## Excerto
----

A criação musical e poética era simplesmente notável. Podemos ver uma amostra no livro «Cancioneiro de Entre Mar e Serra da Alta Estremadura», de José Ribeiro de Sousa (editado pela C.M. de Leiria, 2004). O autor, sem sair da Costa de Baixo (uma «metade» da Costa, a outra é Costa de Cima, da freguesia de Maceira) coligiu, desde os anos 40, 1.027 peças de música popular e respectivos poemas, sacros e profanos, para as mais variadas situações da vida: ciclos do pão, do vinho, do azeite e do pinhal; cantares da água, das fontes e do rio; cantigas da lavra, do semeador, da sacha, da rega, das colheitas e das eiras; ciclo festivo anual; cantares das profissões; loas de romaria, cantigas de namoro; cantares sobre a toponímia local, sobre a vida familiar e social, cantigas do bom e de mau humor e da reinação, romances e xácaras… só para dar um exemplo do que o meticuloso autor deixou para a posteridade ao longo de 1.251 páginas em papel bíblia belamente encadernadas. «Mas [diz o autor] a Costa de Baixo em fins do primeiro quartel do séc. XX era muito diferente da actual e tinha um aspecto impossível de reconstituir. A quase totalidade das casas ditas ‘rabudas’ (com alpendre ou varanda) foi demolida; as eiras e casas anexas, as adegas e lagares, palheiros e barracões levaram o mesmo caminho. As grandiosas árvores multicentenárias que bordejavam os caminhos foram cortadas. As típicas ruas foram alargadas e perderam a graça das sebes verdes. Houve uma substituição quase total do ‘fácies’ do belo lugar de então». E, digo eu, isto é válido para todo o País rural. Um mundo perdido.

De facto, a vida era cantada. Cantava-se em todas as tarefas dos campos e da casa, para esquecer o tempo, para encurtar os caminhos, para animar os acompanhantes e para vencer as agruras. As mulheres cantadeiras (eram sobretudo elas que cantavam) tinham mais procura junto dos fazendeiros pelo bom serviço que faziam de animar o rancho -. aliás, a poesia e a música aldeãs, tal como os contos e os rimances são criações das mulheres (já os instrumentos musicais são invenções de homens).

E, hoje, o que é uma aldeia? Um pequeno aglomerado de habitações - cada vez mais dispersas entre campos abandonados. Trabalho agrícola? Nada. Vida social? Nada. Criação cultural? Nada. Ninguém nas ruas. Solidão de fugir.

Li há dias nos jornais que, segundo um inquérito europeu, os portugueses são, hoje, o povo mais triste da Europa. Porquê? Para responder cabalmente a isso teríamos de começar pelas cidades". ALCOBAÇA: Gentes e Frentes

4 comentários:

A. João Soares disse...

----

## Instruções a seguir
Enumere todas as finalidades que o excerto indica para se cantar nas tarefas dos campos e da casa. Responda usando apenas o que diz o excerto.

## Linhas apresentadas
----

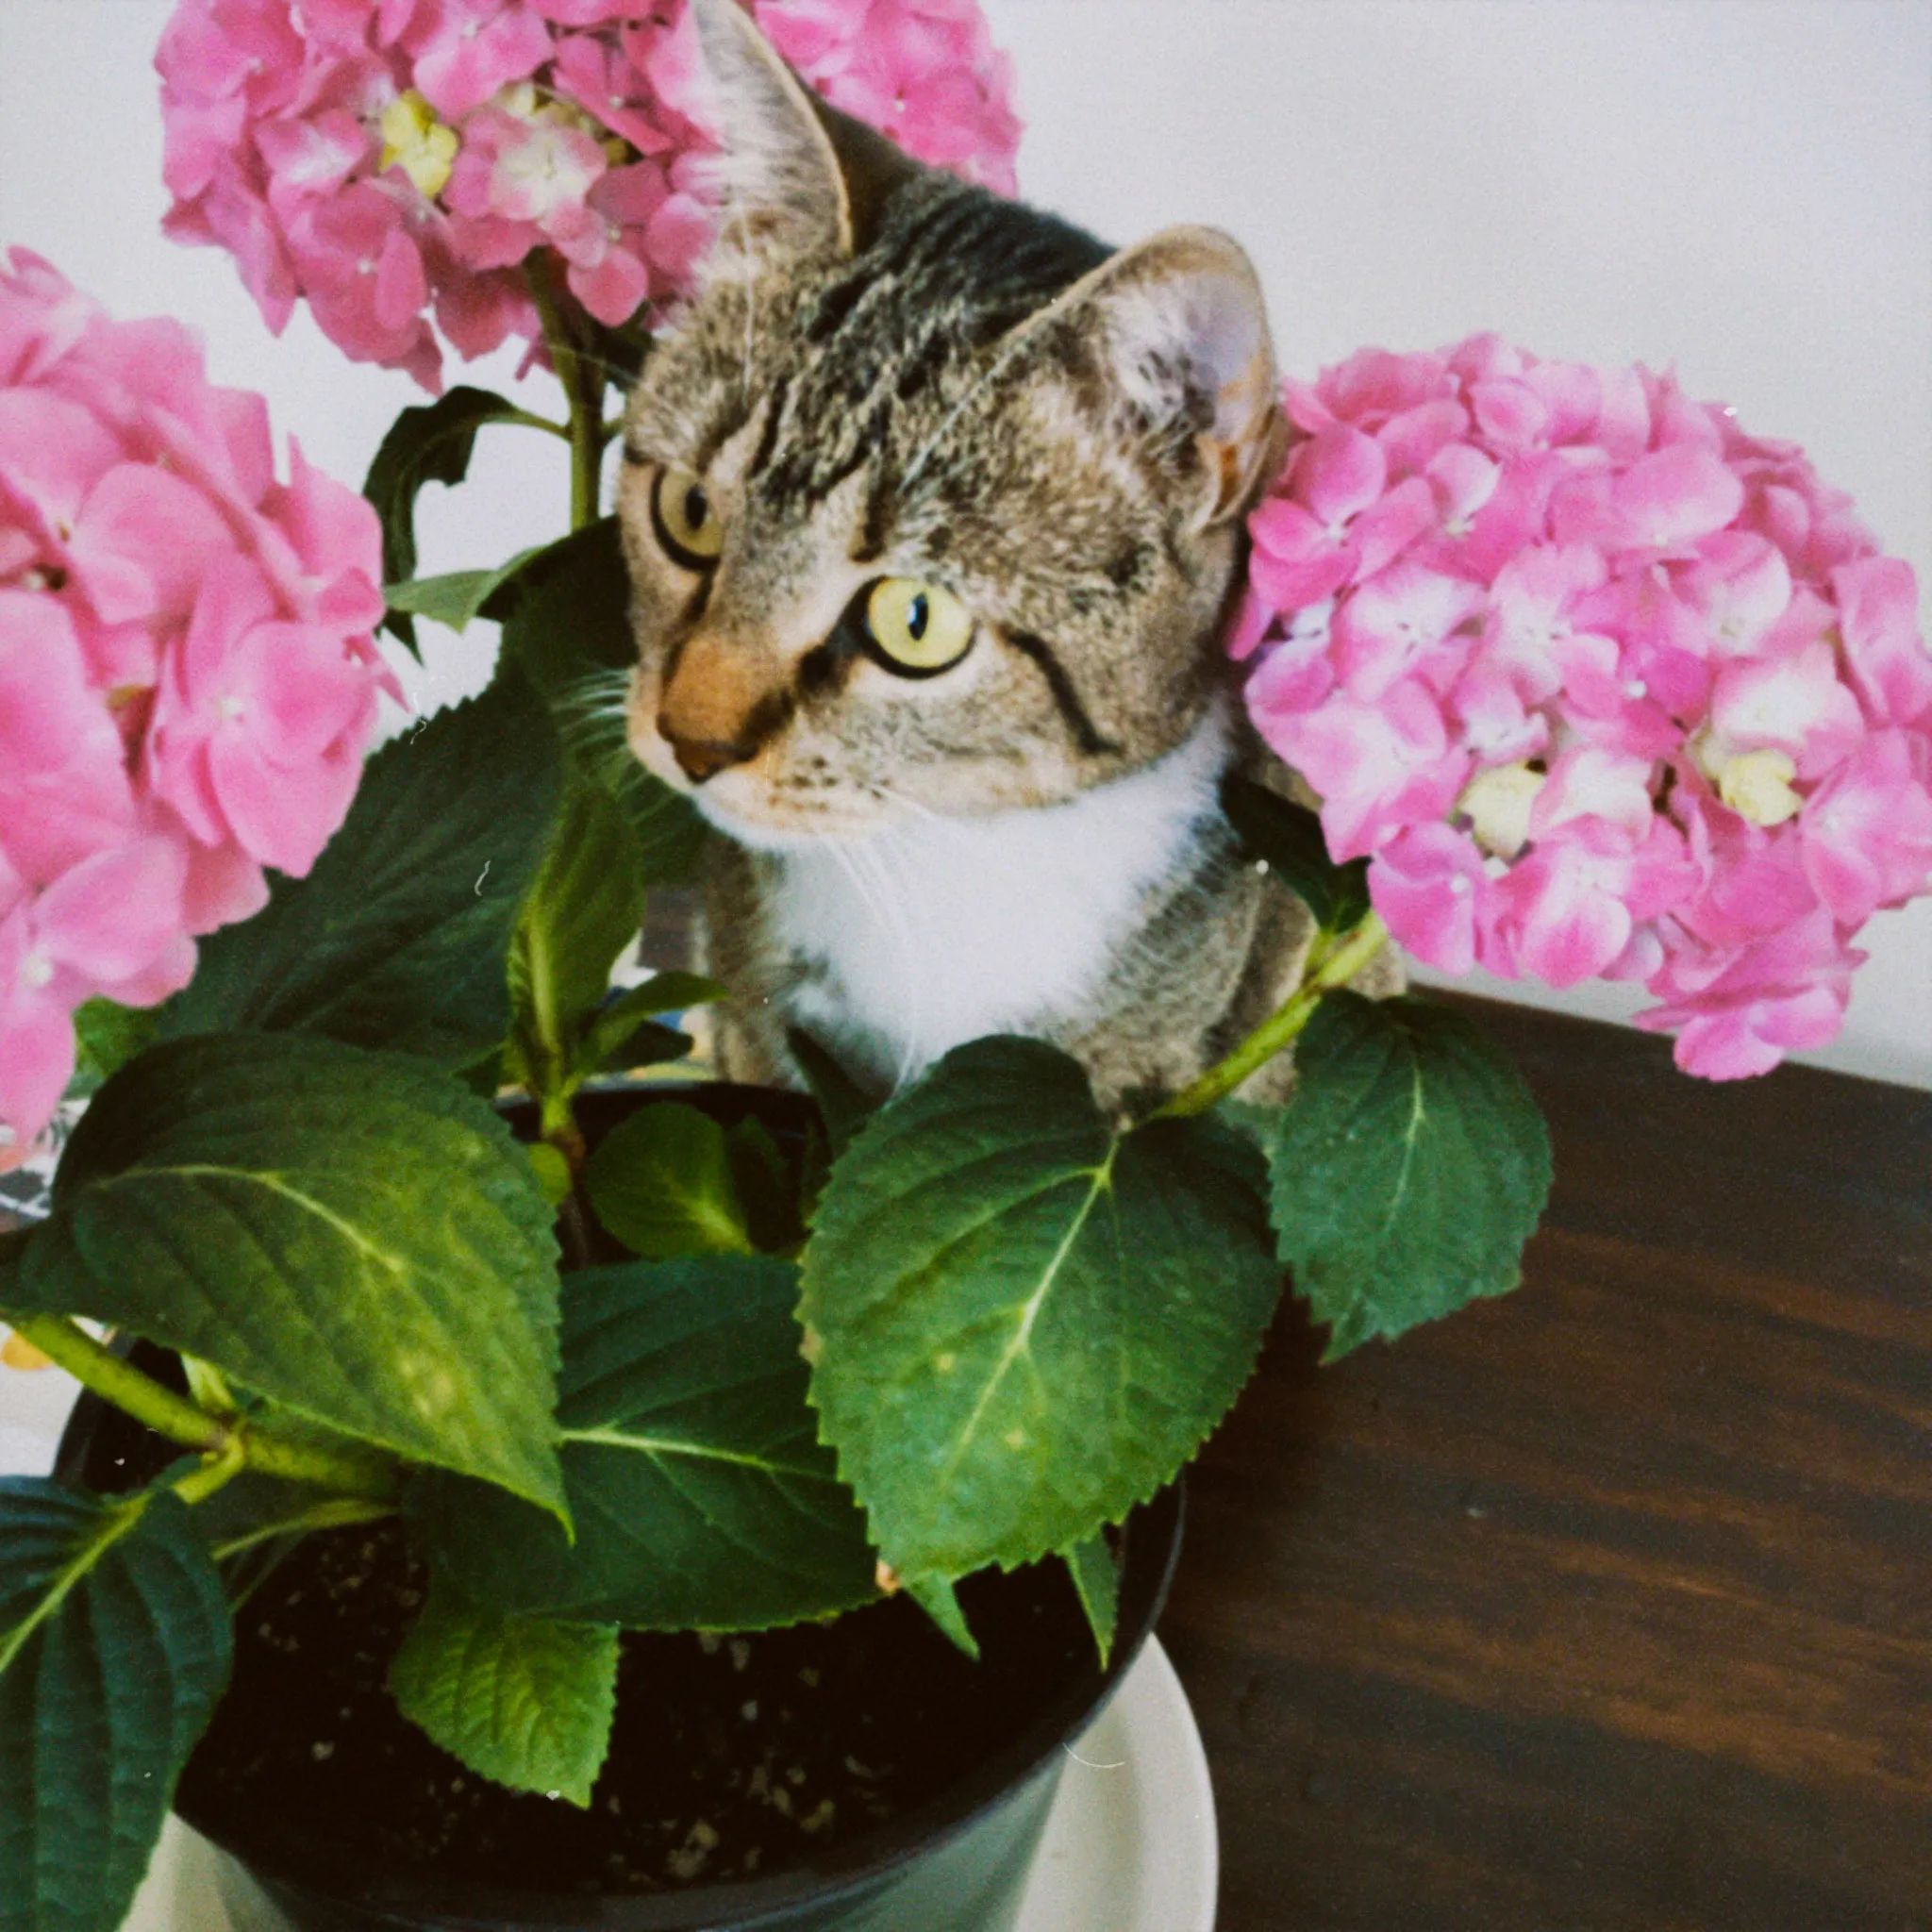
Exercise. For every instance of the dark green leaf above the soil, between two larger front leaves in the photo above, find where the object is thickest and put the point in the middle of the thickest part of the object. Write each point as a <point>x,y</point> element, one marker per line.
<point>696,1481</point>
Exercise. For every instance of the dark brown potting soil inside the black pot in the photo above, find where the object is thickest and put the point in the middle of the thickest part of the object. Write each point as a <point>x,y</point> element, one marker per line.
<point>731,1755</point>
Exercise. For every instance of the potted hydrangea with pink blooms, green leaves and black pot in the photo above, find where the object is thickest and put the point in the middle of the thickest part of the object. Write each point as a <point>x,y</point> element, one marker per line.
<point>453,1319</point>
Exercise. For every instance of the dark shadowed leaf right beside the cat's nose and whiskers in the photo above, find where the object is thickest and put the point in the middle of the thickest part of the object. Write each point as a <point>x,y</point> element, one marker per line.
<point>571,633</point>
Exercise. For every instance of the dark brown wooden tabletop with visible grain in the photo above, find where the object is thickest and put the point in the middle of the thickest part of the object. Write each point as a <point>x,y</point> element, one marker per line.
<point>1606,1605</point>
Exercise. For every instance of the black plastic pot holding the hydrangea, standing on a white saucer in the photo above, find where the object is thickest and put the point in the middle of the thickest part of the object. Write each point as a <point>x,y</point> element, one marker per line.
<point>955,1865</point>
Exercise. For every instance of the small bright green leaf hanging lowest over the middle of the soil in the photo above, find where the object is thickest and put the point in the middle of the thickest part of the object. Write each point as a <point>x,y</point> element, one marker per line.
<point>523,1701</point>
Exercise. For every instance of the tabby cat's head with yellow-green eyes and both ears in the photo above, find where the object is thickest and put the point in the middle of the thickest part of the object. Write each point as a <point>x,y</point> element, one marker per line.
<point>932,503</point>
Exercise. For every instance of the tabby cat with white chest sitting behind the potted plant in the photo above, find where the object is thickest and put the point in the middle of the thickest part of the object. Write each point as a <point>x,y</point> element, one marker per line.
<point>934,517</point>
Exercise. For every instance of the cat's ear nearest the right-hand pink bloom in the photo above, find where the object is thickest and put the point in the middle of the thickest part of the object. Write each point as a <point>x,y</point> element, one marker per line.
<point>1181,329</point>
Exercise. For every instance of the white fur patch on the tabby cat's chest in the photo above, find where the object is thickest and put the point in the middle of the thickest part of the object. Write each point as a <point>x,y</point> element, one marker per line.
<point>946,930</point>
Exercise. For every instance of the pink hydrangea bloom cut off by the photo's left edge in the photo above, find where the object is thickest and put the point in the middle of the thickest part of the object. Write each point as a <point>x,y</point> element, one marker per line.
<point>188,677</point>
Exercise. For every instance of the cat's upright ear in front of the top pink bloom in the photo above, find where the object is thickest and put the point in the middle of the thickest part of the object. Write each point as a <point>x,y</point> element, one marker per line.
<point>793,179</point>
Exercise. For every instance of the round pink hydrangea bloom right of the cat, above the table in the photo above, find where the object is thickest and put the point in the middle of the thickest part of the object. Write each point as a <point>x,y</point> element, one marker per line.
<point>1599,683</point>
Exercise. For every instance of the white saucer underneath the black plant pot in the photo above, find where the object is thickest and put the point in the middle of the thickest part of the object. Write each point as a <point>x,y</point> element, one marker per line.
<point>1129,1848</point>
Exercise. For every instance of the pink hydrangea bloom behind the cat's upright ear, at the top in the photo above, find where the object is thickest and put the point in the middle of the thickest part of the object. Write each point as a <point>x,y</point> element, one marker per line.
<point>397,159</point>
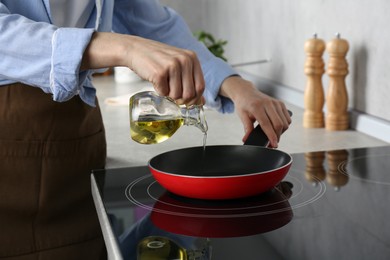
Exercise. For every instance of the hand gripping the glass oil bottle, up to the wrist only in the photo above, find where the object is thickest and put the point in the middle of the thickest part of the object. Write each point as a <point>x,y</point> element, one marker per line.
<point>174,72</point>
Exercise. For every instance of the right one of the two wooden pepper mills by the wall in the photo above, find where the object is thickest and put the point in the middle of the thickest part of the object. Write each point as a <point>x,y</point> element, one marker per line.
<point>337,97</point>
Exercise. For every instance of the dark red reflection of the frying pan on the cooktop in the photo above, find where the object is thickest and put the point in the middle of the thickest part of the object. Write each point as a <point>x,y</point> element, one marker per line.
<point>229,218</point>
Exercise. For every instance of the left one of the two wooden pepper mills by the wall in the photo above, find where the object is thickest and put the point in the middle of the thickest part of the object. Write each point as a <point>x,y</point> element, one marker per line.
<point>313,116</point>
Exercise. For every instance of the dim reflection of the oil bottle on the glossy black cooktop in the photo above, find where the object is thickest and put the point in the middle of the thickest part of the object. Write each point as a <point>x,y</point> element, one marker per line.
<point>162,248</point>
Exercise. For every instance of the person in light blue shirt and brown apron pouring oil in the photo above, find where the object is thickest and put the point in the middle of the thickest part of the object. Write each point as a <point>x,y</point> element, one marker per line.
<point>51,133</point>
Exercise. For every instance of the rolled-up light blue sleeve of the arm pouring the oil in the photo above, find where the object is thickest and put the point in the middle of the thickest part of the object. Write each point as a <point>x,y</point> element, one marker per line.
<point>42,55</point>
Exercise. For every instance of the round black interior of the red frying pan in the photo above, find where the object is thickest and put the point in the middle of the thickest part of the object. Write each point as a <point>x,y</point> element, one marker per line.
<point>223,160</point>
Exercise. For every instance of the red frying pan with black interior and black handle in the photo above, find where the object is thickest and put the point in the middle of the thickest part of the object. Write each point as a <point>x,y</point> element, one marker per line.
<point>222,171</point>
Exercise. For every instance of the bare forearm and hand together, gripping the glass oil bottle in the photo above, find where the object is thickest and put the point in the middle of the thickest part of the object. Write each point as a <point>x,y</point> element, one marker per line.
<point>174,72</point>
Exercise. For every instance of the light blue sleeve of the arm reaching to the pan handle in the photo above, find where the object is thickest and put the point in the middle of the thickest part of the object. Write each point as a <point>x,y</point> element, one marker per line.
<point>149,19</point>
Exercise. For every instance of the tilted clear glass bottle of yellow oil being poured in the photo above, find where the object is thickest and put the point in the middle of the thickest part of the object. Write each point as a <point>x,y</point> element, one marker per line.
<point>154,119</point>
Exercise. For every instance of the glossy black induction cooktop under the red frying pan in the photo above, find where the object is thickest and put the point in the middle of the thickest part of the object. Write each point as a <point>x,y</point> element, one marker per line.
<point>331,205</point>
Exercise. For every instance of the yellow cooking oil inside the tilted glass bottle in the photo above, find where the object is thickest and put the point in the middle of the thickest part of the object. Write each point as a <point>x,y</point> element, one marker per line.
<point>154,130</point>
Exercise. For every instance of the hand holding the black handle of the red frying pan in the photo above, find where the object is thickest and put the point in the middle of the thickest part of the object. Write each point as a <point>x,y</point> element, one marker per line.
<point>252,105</point>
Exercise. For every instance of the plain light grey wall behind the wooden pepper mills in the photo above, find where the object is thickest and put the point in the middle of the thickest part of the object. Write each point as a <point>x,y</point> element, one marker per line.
<point>278,29</point>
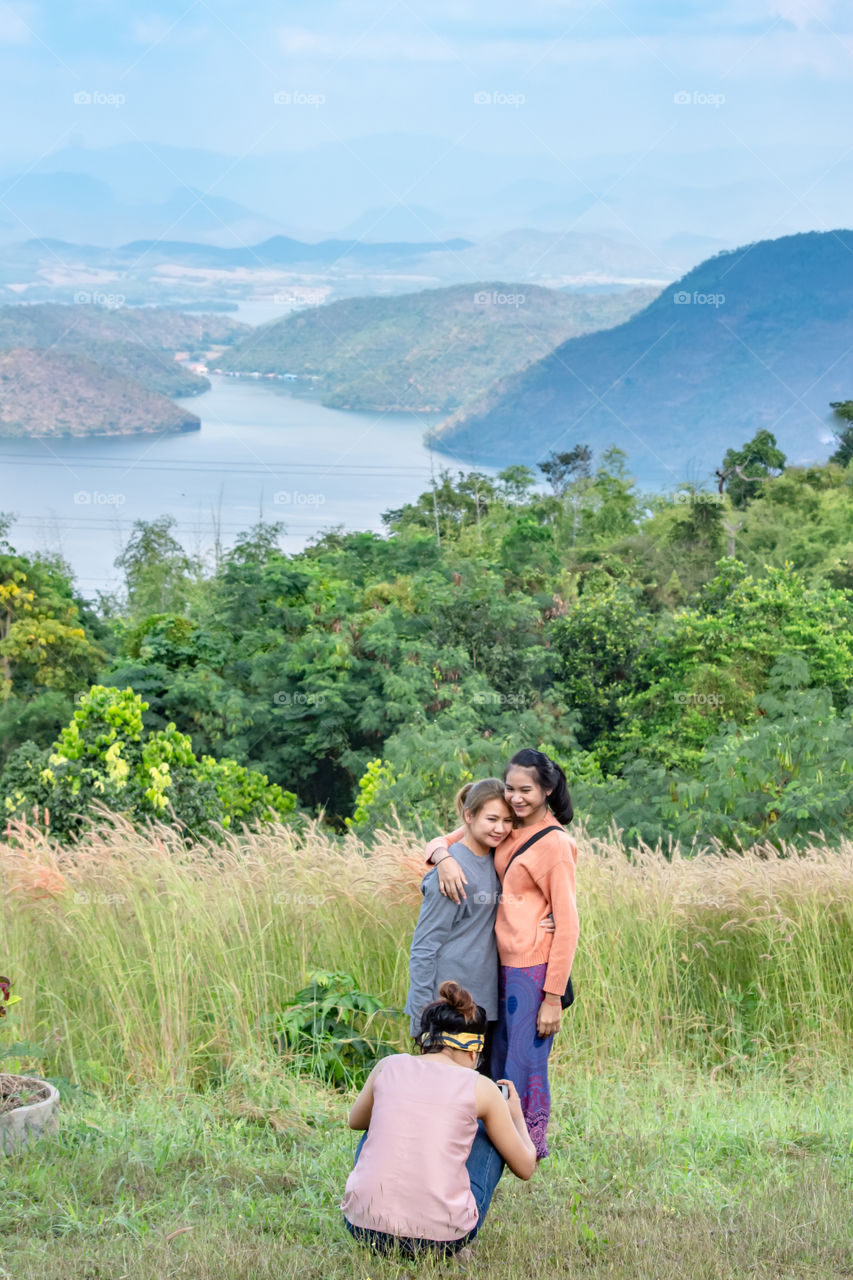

----

## Resposta
- Esquecer o tempo
- Encurtar os caminhos
- Animar os acompanhantes
- Vencer as agruras